Selected excerpt —
========================================================================

Sure! This isn't a standard light rye bread but rather a dark Russian rye sandwich loaf. Also the recipe website is in Russian but you can put the link through Google translate https://t-demi.livejournal.com/4887.html
I use recipe #1. It guides you to create your own rye sourdough but I've made the recipe with my regular white/whole wheat sourdough and it's turned out great too. Finding some malt might be tough but maybe others can suggest a good substitution!
Oh wow, cool! I love the "You need to bake bread only in a good mood and with good thoughts!" Do you speak Russian?
Hello! I'm Min from just outside Cambridge, MA and similar to Brenna below, I started subscribing to Wordloaf soon after I stumbled upon the quarantiny starter recipe back in March or April after the state of MA "closed." I never considered myself a baker before - the fact that I couldn't taste test or adjust partway through a recipe made me nervous! THEN came Shmoo the Sourdough Starter (just "Shmoo" for those of us in my household) and EVERYTHING changed. I've baked a number of loaves, sometimes with olives and rosemary, that have only improved over the last year as the starter has become more steady and reliable, tons of focaccia using Andrew's recipe (absolutely obsessed with it - a favorite is blue cheese, fig, and toasted walnut), and also pizza dough, discard crackers, crumpets, and pancakes. I would really like to (1) learn how to schedule/plan baking into my schedule on a regular basis (and in a way that is actually feasible/doable instead of stressful, if possible) and (2) learn how to bake something like those dense fiber-rich, moist brown breads that you can get from Mestemacher (fitness, sunflower breads).
Good morning! Brenna from Austin, TX here. I've been subscribing to Wordloaf since the #quarantinystarter thing got rolling. I made myself a starter, had a good week or two, then killed it. Rinse and repeated several times too. My mother made sourdough bread when I was a child, and walking in the front door and smelling the bread is one of my favorite childhood memories. I'd love to get into baking bread, it's about the only thing I don't bake with regularity!
Hi, I’m Tracy from Chambersburg PA. I’ve been baking almost all of our bread for about 7 years. I started making pizza dough in the late 1980’s and am still going strong with that! I never wanted to get into sourdough baking because it seemed too fussy and used up a lot of flour. I changed my mind after I read about the quarantiny starter in the Washington Post in Sept 2020. I started my own starter in January 2021. (How’s that for a New Year’s resolution?) It’s been a somewhat rocky time getting my bread to rise properly so now I’m making the same recipe from KAB and decreasing the amount of optional yeast added to the dough with the starter. I’m feeling more confident about my starter now and hope to make a 100% sourdough loaf soon. I like to bake with at least 50% whole grain flour so that’s what I’m working toward.
Hello, fellow bakers. My name is Rick, and I live in Washington, DC. I started baking in March 2020 at the beginning of the COVID shutdown. I decided that if was going to be home all day, I needed something to get me away from the computer and the constant stream of email I would otherwise feel compelled to answer (I am a DC lawyer). I started with some recipes from my wife's vintage copy of "Beard on Bread" and then moved on to a wide variety of recipes on the KAB website. Sometime in the summer of 2020, I made my first sourdough starter, and we've been going strong ever since. Since then I've worked my way through many of the Ken Forkish recipes in "Flour Water Salt Yeast"; taken Andrew's Sourdough Lifestyle virtual class; watched all of Apollonia Poilane's Master Classes; and tried to learn as much as I can from the "experts."
Currently I am experimenting with Andrew's Sourdough Porridge Sandwich Bread, all three ways. I think I like the oatmeal-maple syrup version the best. One of the things I need help with is my scoring technique, especially for baguettes (mine always see to rip a bit).
My family says I have become a bit obsessed. Have you ever seen the movie "Jiro Dreams of Sushi"? Sometimes I feel like that.
I look forward to sharing ideas and experiences with all of you.

========================================================================

Task to carry out —
According to the sourdough baking comments, in what month and year did Tracy start her own starter?

(Stored data entries)
========================================================================

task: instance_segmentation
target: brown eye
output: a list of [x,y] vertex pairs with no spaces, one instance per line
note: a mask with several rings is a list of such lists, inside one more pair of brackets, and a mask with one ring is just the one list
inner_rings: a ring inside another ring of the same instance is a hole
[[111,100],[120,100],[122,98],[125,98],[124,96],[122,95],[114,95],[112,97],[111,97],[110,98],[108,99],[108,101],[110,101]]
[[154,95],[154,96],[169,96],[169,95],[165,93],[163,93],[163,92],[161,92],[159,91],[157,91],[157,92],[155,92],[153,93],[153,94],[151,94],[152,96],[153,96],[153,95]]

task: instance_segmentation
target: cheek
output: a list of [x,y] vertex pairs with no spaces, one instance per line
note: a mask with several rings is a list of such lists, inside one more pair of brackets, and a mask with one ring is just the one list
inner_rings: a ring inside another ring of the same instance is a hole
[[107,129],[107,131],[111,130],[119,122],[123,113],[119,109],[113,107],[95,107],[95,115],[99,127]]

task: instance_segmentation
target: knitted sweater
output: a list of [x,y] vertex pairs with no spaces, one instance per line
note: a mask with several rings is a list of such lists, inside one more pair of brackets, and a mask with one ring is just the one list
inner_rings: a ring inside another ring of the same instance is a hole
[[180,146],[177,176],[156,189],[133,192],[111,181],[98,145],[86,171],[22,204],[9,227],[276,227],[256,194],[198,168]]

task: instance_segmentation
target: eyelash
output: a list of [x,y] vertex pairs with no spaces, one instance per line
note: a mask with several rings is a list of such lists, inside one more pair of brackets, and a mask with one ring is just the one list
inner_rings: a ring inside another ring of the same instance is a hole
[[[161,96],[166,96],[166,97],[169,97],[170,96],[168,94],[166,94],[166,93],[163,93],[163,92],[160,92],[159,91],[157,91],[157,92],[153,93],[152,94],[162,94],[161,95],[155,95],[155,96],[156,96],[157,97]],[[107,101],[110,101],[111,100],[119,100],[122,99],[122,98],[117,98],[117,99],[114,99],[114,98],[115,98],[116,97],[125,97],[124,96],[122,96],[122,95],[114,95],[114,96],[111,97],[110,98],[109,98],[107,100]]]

========================================================================

Your response —
January 2021